Look for the line containing "Indicate the plaid" in the listing below. Retype that line and every subsequent line through the last one, and only those.

══ DATASET CONTENT ══

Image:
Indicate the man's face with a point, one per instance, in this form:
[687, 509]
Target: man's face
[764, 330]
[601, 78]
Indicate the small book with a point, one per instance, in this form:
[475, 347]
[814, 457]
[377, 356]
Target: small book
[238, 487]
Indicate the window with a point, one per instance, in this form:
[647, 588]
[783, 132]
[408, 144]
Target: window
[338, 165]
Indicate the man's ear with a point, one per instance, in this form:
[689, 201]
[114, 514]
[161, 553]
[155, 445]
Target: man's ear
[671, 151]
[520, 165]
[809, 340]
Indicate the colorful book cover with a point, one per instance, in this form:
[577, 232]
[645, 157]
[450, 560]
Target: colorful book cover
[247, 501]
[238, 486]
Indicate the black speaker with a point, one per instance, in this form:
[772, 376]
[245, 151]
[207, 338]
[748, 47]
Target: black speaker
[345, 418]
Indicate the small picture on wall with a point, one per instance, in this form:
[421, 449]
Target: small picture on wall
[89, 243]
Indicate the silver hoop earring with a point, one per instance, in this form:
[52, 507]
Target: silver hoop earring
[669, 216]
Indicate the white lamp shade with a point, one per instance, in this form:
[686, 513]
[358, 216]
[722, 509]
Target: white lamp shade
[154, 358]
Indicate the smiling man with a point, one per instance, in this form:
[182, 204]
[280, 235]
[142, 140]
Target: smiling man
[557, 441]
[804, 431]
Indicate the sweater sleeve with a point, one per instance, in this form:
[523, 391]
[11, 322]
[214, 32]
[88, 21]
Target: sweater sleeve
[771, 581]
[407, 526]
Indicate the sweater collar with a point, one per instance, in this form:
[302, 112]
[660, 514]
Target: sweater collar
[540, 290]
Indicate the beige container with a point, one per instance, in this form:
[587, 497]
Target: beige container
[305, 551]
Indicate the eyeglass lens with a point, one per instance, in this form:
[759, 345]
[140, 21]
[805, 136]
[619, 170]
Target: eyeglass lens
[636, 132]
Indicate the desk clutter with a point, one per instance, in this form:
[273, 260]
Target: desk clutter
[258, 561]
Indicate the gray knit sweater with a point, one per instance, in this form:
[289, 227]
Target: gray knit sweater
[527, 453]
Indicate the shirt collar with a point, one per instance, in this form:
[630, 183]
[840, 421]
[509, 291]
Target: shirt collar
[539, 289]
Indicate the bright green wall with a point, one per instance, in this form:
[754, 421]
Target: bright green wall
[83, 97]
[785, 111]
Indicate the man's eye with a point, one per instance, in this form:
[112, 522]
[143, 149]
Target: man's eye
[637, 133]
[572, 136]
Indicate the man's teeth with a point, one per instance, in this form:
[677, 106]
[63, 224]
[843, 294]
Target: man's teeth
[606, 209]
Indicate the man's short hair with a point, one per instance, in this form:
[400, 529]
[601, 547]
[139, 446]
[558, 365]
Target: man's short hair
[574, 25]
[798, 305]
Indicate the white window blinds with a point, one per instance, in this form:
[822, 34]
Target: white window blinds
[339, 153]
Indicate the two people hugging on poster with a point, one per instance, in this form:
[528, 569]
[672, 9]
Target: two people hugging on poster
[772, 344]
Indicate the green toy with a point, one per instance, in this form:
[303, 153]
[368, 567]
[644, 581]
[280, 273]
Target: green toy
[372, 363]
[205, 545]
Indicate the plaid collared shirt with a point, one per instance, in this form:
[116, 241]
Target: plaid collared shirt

═══

• **RESULT OF THE TASK**
Indicate the plaid collared shirt with a point, one per instance, in this form:
[116, 241]
Target: plaid collared shirt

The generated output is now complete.